** Opening PROVIDED RECORDS block **

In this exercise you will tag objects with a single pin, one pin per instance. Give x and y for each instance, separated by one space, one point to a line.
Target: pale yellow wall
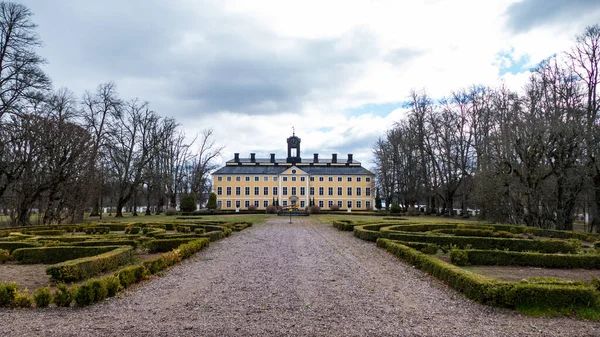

** Closing PROVIDED RECORDS block **
** Opening PROVIDED RECORDS block **

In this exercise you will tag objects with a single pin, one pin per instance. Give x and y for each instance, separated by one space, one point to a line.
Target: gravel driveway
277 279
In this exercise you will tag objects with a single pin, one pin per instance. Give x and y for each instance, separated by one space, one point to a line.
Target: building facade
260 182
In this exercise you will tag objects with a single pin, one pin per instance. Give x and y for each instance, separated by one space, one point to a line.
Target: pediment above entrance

** Closing PROVIDED RECORDS block **

### WHAT IS NEEDED
Print the lines above from the one with "Target: gravel driveway" through the one with "Target: pediment above entrance", both included, exactly as written and nothing more.

### TASK OUTPUT
Target: gravel driveway
277 279
In this exercise you will tag objects with a single pin, one pin per instance. Give x and y for each instance, separated by one space, one point to a line.
Target: building facade
260 182
In this exercise you will tag objects with a single pin, one pin per instance. Give x and y for each instance, separated by one space, one point to a line.
Target: pediment above entrance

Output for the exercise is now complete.